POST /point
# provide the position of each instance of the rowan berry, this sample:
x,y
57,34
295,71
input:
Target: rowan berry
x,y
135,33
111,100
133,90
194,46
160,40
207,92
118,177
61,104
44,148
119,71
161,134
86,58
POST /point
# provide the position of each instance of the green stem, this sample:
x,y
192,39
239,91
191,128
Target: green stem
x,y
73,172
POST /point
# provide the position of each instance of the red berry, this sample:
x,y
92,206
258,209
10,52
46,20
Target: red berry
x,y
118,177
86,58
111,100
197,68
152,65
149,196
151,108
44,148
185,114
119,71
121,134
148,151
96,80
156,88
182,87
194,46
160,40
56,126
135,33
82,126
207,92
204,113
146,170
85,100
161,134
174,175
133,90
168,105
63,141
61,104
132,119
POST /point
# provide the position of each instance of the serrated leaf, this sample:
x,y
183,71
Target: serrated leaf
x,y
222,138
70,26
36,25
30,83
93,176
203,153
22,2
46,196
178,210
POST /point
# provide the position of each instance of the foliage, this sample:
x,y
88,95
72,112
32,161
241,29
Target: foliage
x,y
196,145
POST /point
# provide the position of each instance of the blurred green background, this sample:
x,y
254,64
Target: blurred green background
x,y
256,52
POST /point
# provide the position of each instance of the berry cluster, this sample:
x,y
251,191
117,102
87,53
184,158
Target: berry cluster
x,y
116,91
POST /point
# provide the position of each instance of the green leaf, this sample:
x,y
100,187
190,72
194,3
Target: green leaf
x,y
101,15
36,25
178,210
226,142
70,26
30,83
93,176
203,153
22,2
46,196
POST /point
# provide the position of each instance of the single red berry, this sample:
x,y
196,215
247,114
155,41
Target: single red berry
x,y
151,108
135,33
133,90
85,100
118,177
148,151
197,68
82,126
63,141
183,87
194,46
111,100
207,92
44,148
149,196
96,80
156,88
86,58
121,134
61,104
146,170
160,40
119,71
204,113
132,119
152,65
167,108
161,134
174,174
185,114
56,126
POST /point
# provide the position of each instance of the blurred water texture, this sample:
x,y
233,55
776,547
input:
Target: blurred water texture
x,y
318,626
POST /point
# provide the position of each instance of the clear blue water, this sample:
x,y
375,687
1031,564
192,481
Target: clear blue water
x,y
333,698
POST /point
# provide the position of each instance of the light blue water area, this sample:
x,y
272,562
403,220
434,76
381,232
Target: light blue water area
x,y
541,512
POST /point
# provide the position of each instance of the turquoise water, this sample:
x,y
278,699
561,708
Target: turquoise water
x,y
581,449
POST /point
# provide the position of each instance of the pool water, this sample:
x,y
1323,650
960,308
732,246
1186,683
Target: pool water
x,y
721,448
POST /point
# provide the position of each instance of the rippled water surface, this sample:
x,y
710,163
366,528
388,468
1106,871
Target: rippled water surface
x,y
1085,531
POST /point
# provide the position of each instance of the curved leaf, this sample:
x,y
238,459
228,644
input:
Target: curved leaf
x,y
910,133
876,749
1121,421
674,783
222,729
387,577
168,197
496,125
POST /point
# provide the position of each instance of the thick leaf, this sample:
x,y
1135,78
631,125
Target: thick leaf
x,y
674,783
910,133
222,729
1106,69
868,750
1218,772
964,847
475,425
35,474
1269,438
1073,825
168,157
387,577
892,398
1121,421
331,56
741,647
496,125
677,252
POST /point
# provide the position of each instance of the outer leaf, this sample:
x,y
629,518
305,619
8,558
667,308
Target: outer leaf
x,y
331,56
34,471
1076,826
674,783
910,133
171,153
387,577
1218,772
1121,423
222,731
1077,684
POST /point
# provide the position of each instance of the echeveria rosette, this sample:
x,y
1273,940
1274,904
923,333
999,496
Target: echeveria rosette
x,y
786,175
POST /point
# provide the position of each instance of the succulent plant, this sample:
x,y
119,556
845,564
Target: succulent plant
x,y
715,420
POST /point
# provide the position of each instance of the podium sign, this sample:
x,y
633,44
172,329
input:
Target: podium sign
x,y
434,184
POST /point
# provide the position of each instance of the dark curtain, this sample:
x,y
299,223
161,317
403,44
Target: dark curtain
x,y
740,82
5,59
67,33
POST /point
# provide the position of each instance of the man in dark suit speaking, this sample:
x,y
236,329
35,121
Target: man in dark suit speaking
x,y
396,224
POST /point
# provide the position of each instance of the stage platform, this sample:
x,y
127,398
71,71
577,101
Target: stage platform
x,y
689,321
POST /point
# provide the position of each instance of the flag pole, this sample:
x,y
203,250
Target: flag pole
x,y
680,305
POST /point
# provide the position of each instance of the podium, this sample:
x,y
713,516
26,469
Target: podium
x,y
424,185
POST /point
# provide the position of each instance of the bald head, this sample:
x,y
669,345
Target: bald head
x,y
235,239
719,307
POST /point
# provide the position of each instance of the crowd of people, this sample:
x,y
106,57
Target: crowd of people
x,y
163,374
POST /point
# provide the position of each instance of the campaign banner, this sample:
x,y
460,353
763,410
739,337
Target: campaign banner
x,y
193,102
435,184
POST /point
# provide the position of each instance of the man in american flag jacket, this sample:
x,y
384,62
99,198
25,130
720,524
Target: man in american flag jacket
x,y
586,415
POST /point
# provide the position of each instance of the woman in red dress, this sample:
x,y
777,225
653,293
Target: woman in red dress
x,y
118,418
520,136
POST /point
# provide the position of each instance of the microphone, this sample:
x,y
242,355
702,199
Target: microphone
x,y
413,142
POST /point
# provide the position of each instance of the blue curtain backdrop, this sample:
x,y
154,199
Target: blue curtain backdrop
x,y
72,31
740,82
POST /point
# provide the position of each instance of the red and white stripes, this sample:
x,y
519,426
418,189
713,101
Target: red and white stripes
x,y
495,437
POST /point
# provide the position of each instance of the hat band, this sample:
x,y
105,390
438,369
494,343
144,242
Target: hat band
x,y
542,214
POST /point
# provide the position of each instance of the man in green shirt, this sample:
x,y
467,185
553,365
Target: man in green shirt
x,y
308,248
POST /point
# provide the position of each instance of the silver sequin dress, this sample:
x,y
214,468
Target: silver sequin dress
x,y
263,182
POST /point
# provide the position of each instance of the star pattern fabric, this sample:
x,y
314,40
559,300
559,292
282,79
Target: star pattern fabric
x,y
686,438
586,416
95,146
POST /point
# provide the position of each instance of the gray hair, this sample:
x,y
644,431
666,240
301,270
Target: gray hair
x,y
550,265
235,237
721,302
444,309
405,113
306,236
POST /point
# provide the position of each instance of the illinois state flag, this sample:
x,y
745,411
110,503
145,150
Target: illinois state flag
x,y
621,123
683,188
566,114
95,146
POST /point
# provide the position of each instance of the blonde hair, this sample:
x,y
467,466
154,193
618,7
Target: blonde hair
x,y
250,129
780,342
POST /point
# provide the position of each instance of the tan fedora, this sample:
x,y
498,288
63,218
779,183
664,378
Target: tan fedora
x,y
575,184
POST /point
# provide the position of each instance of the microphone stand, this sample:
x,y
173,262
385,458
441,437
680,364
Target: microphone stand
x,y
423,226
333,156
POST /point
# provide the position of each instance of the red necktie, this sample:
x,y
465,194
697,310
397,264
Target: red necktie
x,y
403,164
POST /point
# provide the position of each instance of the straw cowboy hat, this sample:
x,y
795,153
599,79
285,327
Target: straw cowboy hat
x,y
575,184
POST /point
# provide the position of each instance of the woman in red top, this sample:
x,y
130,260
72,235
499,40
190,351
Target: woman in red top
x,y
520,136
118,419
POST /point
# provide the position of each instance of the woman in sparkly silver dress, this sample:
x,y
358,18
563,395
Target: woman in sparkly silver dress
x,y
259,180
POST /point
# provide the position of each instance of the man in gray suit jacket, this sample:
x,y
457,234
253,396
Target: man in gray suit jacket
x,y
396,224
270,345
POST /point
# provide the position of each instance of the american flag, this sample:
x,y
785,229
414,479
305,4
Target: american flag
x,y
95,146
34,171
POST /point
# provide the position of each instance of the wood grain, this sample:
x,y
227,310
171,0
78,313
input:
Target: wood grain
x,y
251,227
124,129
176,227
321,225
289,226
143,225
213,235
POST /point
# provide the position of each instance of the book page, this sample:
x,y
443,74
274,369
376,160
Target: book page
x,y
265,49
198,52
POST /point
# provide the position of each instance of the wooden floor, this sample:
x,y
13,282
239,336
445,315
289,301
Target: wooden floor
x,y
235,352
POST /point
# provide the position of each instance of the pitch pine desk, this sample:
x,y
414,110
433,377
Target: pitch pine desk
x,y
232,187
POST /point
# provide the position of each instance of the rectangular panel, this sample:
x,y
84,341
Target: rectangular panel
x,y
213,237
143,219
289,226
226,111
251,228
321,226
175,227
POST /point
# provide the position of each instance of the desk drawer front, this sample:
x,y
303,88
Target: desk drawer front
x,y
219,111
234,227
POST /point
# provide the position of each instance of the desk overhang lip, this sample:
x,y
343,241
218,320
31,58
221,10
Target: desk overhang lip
.....
[WHAT TO DO]
Count the lines in the entries above that contain the string "cowboy", treating uppercase and lowercase as different, and reply with that number alone.

[REPLY TO THE EXERCISE]
2